(Beginning of Extract provided)

SplitNumberOfQueries now defaults to 2000. Doubling SplitNumberOfQueries from 1000 to 2000 reduces the duration of most database searches on most systems by 10-15%, at a negligible increase in RAM usage. If your Mascot Server PC has less than 4GB of RAM, you should revert to the old default – but you are better off upgrading your PC and adding more RAM.
Removal of obsolete functionality
Select Summary and Peptide Summary reports are obsolete. These are the reports generated by master_results.pl for MS/MS searches. We encourage everyone to use the Protein Family Summary report, which provides a more accurate picture of your data and supports refining with machine learning. The Select Summary/Peptide Summary reports are still available in Mascot Server 3.0, but they will be removed in a future release.
config/mod_file is obsolete. This file was automatically created from unimod.xml to support legacy client programs. Mascot Server 3.0 no longer creates the file by default. For a transitionary period, the functionality can be re-enabled with a configuration option. The functionality will be permanently removed in Mascot Server 4.0.
Obsolete file formats are no longer selectable in the search form. Support for legacy formats, like Micromass PKL or Sciex API III, is still present but hidden by default. The obsolete search form controls for peptide charge and precursor m/z are now also hidden. The new configuration option SearchSubmitAcceptedFileTypes defaults to MGF and mzML.

(End of Extract provided)
(Beginning of Collected material)

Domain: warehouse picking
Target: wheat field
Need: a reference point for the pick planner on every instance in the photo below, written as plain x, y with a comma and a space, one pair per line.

(End of Collected material)

→ Apply what you read:
#1 Can you restate word for word the stretch of the Mascot Server passage from "SplitNumberOfQueries now defaults" through "adding more RAM."?
#2 How would you sum up the Mascot Server passage in two sentences?

→ Task responses:
#1
SplitNumberOfQueries now defaults to 2000. Doubling SplitNumberOfQueries from 1000 to 2000 reduces the duration of most database searches on most systems by 10-15%, at a negligible increase in RAM usage. If your Mascot Server PC has less than 4GB of RAM, you should revert to the old default – but you are better off upgrading your PC and adding more RAM.

#2 SplitNumberOfQueries now defaults to 2000, which cuts the duration of most database searches by 10-15% at a negligible increase in RAM usage, though a Mascot Server PC with less than 4GB of RAM should revert to the old default. Obsolete functionality is being phased out: the Select Summary and Peptide Summary reports and config/mod_file will be removed in later releases, and legacy file formats and some search form controls are now hidden, with accepted file types defaulting to MGF and mzML.